Start of Records shown
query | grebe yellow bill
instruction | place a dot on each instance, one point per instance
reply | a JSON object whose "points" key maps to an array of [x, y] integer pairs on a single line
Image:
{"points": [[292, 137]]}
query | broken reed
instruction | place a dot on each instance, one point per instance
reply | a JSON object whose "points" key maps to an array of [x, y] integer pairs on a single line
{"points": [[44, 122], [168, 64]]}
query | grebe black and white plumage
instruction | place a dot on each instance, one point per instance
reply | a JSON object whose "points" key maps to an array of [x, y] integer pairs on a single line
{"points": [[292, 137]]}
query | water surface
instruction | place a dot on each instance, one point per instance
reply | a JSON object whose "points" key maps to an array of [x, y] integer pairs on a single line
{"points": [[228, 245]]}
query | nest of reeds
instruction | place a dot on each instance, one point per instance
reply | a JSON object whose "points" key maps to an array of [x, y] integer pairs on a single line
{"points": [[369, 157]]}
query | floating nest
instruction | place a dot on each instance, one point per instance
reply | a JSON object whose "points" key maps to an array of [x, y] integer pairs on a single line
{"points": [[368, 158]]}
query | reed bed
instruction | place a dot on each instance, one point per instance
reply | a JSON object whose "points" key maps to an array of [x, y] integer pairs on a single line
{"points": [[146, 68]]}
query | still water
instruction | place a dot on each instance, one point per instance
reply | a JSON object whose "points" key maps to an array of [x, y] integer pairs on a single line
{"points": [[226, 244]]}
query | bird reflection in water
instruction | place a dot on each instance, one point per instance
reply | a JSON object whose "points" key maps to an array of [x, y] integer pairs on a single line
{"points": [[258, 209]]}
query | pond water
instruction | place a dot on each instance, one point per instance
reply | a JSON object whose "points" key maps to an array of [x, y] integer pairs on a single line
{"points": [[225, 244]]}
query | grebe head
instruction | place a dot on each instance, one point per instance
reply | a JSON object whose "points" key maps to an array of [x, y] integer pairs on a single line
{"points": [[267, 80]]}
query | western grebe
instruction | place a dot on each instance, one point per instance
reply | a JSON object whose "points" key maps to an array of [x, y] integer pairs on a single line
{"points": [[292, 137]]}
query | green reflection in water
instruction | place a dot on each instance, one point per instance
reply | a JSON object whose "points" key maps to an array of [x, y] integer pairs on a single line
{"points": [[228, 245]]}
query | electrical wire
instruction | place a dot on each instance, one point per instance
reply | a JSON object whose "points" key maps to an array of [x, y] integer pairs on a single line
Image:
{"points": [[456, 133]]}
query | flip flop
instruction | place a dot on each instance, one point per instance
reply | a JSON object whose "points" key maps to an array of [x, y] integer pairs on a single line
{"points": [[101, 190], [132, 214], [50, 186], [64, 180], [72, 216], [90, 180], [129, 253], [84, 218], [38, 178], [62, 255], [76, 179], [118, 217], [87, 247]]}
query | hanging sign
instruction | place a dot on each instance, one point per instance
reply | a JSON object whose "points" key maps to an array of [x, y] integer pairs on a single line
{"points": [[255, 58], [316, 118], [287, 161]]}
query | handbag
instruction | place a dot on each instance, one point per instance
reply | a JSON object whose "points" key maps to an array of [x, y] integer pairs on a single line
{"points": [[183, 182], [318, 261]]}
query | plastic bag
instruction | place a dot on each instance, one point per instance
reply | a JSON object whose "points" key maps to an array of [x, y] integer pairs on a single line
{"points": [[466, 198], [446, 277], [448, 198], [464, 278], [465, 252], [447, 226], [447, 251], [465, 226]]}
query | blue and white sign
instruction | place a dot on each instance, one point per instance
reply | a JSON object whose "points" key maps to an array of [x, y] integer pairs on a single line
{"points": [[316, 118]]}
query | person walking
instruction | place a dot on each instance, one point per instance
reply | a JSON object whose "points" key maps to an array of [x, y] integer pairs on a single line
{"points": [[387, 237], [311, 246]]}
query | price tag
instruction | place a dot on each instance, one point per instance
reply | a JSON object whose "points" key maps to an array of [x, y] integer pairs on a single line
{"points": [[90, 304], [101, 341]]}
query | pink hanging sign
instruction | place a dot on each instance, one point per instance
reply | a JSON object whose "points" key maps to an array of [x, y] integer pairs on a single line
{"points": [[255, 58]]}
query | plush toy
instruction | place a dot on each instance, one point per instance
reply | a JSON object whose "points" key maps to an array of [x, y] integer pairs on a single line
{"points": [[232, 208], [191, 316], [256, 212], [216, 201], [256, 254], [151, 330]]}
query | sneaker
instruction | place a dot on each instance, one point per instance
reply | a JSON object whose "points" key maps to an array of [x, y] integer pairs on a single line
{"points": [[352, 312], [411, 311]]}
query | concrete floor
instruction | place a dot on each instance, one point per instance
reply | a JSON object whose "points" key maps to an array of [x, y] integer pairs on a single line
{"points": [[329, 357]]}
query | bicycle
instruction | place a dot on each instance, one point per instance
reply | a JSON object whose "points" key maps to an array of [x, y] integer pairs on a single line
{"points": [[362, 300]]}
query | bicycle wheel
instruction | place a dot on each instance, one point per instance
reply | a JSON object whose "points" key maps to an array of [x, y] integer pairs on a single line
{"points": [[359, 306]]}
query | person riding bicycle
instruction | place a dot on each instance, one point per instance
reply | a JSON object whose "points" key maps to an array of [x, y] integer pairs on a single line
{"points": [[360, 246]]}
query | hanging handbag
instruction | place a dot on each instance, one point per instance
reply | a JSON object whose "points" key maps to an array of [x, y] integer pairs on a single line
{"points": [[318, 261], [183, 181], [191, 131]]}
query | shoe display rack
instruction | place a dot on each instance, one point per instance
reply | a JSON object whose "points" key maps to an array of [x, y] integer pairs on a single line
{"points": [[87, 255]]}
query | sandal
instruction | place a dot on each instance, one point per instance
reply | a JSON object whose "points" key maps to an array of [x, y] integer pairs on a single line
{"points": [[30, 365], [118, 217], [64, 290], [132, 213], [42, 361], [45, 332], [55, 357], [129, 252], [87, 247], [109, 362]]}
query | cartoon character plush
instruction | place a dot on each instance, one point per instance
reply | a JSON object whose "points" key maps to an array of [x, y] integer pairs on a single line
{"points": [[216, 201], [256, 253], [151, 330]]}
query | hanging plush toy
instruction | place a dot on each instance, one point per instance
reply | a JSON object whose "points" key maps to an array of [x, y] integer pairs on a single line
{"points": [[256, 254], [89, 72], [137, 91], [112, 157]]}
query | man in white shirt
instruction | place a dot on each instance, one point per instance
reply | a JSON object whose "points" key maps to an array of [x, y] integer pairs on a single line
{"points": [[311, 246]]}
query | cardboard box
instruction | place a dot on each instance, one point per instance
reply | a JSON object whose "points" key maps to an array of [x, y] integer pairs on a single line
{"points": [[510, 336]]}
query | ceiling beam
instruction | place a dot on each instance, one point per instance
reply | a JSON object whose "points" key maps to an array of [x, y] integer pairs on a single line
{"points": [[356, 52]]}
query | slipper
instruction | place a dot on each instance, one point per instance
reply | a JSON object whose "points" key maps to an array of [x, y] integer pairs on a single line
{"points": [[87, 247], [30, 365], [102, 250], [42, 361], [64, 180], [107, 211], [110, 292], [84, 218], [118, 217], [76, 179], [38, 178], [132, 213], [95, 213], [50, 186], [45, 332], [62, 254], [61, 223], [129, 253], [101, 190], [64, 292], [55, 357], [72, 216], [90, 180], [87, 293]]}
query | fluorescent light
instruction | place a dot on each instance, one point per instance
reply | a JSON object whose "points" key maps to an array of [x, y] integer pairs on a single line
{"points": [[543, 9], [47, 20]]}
End of Records shown
Each line above that contains the word "reflection" should be counted, and only the total given.

» Exercise result
2